───── TEXT EXCERPT ─────
Hello all. I'm a first time author trying to find out from experienced fantasy readers whether this book idea I've been working on in my spare time holds any appeal. This forum seems like a great environment for feedback like this.

The following is a brief synopsis:

The Doormakers' Fall

For over four hundred seasonturns, the Doormaker Council has maintained peace and prosperity for the people of the Fertile Plains with their command of the elements themselves. And the hardy frontierspeople of Guardian Village have been content to hold these powerful wizards at arm's length, secure in the foothills of the Barrier Mountains far to the north. But now a mysterious prophecy from the nomadic tribes that wander the Great Desert threatens to change everything...

And this is an excerpt from the opening scene:

Chapter 1: Reunion
“In the dark of the moon, the child will be born to bear the mark of the ancients. When the Makers’ Art fails men’s grasp, the get of all tribes will overreach them. As the lodestone is drawn to the pole, his path will end at the beginning. None before him shall know the ancient gate, yet within him lies the key to its power. Like the fire that creates even as it destroys, his choice will save or doom all mankind.”
Prophecy of the Crystal Shadows


Devon was bored. He preferred to keep himself too busy to think, but life in Guardian Village didn’t always give him that option. Between seasons like this, he always found himself wondering what life was like in the cities to the south. Exciting events were always unfolding there, no doubt. But not here in this sleepy rural village clinging to the shoulders of the Barrier Mountains.
───── PROVIDED MATERIAL ─────
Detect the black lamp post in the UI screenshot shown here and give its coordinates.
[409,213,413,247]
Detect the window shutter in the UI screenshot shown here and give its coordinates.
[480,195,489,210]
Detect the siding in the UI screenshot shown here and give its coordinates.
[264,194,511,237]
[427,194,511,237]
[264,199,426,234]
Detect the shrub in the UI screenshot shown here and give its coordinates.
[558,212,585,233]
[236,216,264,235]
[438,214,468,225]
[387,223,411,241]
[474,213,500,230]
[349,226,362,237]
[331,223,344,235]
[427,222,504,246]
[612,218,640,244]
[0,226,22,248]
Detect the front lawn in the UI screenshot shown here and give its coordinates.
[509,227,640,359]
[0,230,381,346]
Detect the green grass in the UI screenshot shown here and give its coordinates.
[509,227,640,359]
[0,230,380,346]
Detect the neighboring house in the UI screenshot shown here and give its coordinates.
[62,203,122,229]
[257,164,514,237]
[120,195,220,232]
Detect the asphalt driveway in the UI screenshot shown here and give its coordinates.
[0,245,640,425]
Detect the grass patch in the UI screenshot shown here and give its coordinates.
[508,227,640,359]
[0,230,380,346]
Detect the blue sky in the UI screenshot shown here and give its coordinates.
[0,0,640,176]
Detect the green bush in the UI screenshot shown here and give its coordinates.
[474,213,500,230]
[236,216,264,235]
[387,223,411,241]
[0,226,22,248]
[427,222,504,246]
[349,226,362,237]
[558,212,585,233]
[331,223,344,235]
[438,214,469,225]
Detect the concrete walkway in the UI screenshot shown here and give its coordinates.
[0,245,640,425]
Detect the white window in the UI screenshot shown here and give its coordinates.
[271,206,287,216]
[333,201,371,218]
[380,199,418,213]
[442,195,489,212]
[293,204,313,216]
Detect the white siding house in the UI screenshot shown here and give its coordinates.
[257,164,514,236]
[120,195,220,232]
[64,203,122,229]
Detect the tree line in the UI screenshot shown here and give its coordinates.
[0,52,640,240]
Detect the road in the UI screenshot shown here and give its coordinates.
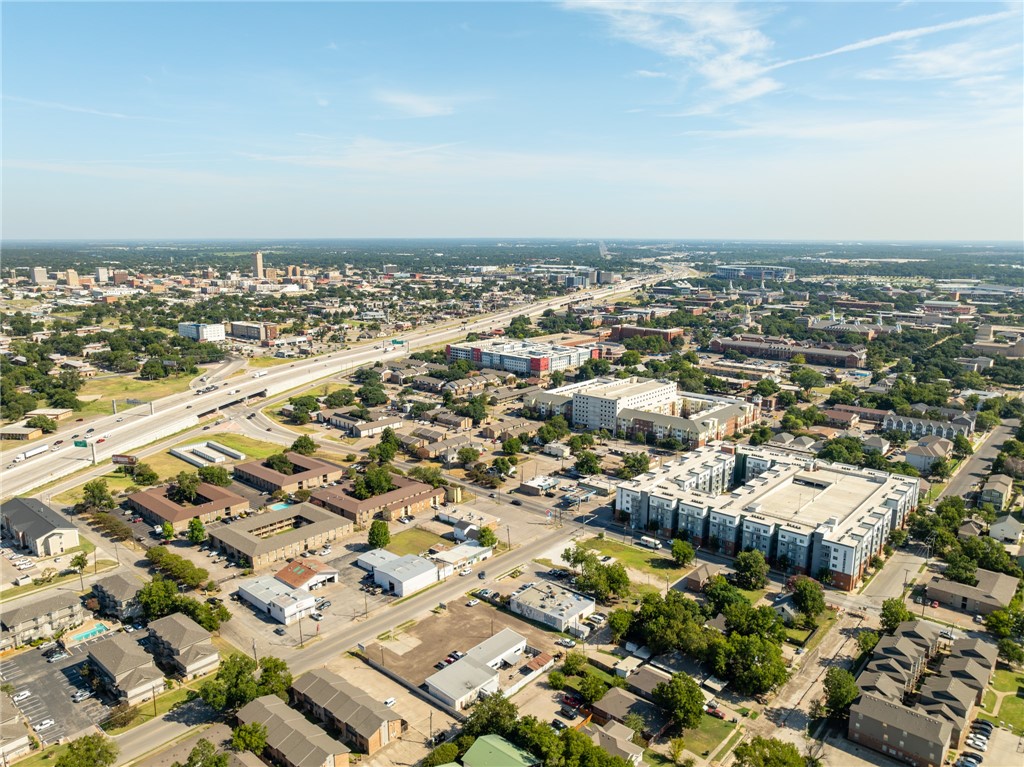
[2,272,677,498]
[939,420,1020,498]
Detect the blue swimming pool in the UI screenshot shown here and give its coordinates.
[72,624,110,642]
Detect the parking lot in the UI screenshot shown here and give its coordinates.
[0,626,109,744]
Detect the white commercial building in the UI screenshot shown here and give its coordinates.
[178,323,227,342]
[616,443,920,591]
[426,629,526,710]
[239,576,316,626]
[509,583,595,636]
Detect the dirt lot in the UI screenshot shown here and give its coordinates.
[327,653,455,767]
[367,584,560,687]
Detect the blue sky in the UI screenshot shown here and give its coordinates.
[2,0,1024,240]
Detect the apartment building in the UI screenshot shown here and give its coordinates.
[616,444,919,590]
[444,339,593,378]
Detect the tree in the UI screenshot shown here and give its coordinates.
[735,549,768,591]
[577,674,608,705]
[131,464,160,484]
[53,732,119,767]
[476,527,498,548]
[857,631,879,652]
[618,453,650,479]
[882,597,910,634]
[653,674,705,729]
[231,722,266,755]
[672,538,695,567]
[367,519,391,549]
[793,578,825,619]
[199,466,231,487]
[185,517,206,544]
[462,692,519,737]
[292,434,316,456]
[25,416,57,434]
[824,666,860,718]
[171,737,227,767]
[82,479,116,509]
[733,735,807,767]
[69,551,89,591]
[574,451,601,476]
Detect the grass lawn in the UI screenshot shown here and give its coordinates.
[683,715,736,755]
[106,686,190,736]
[583,538,693,583]
[387,527,443,556]
[992,669,1024,694]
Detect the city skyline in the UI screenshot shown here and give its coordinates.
[3,0,1024,241]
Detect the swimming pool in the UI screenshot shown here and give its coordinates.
[72,624,110,642]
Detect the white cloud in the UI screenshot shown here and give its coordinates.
[374,90,455,117]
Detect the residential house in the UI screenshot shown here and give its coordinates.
[291,670,409,756]
[237,695,349,767]
[148,612,220,679]
[89,634,164,706]
[0,498,79,557]
[92,572,142,623]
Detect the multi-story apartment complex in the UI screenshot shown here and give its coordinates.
[715,263,797,283]
[616,444,919,590]
[445,339,593,377]
[178,323,226,343]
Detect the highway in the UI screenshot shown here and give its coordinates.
[0,272,676,498]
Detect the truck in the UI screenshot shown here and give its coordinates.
[14,444,50,464]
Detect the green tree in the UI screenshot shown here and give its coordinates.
[735,549,768,591]
[25,416,57,434]
[793,578,825,619]
[69,551,89,591]
[476,527,498,548]
[131,464,160,484]
[199,466,231,487]
[82,479,116,509]
[653,674,705,729]
[672,538,695,567]
[171,737,228,767]
[733,735,807,767]
[231,722,266,755]
[824,666,860,718]
[53,732,119,767]
[577,674,608,704]
[185,517,206,544]
[574,451,601,476]
[882,597,911,634]
[367,519,391,549]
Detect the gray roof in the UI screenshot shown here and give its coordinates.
[292,670,401,738]
[238,695,348,767]
[92,572,142,602]
[0,498,75,540]
[0,592,82,629]
[150,612,212,650]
─────
WRITTEN TASKS »
**1)** In the fantasy book synopsis, how long has the Doormaker Council kept peace and prosperity for the Fertile Plains?
**2)** Rewrite the fantasy book post from "The following is" up to and including "to change everything...", putting "Sentinel Village" in place of "Guardian Village".
**3)** Pick up the fantasy book post's opening scene about Devon and write what comes after its last sentence.

RESPONSE LIST »
**1)** For over four hundred seasonturns.

**2)**
The following is a brief synopsis:

The Doormakers' Fall

For over four hundred seasonturns, the Doormaker Council has maintained peace and prosperity for the people of the Fertile Plains with their command of the elements themselves. And the hardy frontierspeople of Sentinel Village have been content to hold these powerful wizards at arm's length, secure in the foothills of the Barrier Mountains far to the north. But now a mysterious prophecy from the nomadic tribes that wander the Great Desert threatens to change everything...

**3)**
The late summer air was starting to turn crisp. Fall came suddenly and with little warning, and old Geoff’s surefooted herd was visible on the lower slopes to the north, driven down from the higher grazing valleys by an early frost. He would need ranch hands soon to help him thin the herd for the coming winter.
Geoff was a stingy old rancher who would just as soon give away blood as golds, but he was a good rancher for all that. He knew from hard experience that keeping the oldest goats through the winter would weaken his young kids and milk producing dams so much that he risked losing the best of the herd before spring thaw. So every fall, he hired local boys like Devon for as little gold as possible to help him get the oldest of the flock to market. Most of them were sold live. A few were turned into meat, hide, hoof, horn, and whatever else the renderers could get out of them.
Devon didn’t enjoy the thinning, but it kept him busy and conserved his summer golds during the lean times between the end of the summer and the beginning of the fall. But Geoff would put that chore off until the weather forced his hand, another two or three quints at least. Devon was stuck with little to do and no way to avoid spending his hard earned money.
In the summer Devon was a guide for the rambles, touring caravans full of wealthy landowners and powerful mystics. The landowners came in search of diversion from idle days in the Fertile Plains, and the mystics came in search of respite from the sand storms in the Great Desert. They paid well, and at only fourteen seasonturns Devon was already one of the most skilled guides in the Barriers.
Autumn brought the wagon trains full of traders to barter grains, spices, crystal, and glass for Guardian Village’s goats, metal ore, grapes, sourpears, wine and cider. During the flurry of the Harvest Bazaar, traders always required errand runners, messengers, and delivery hands.
In the long winter, Guardian Village was mostly isolated, so Devon spent golds then, augmenting them with what he could get for hauling firewood and clearing paths for the council.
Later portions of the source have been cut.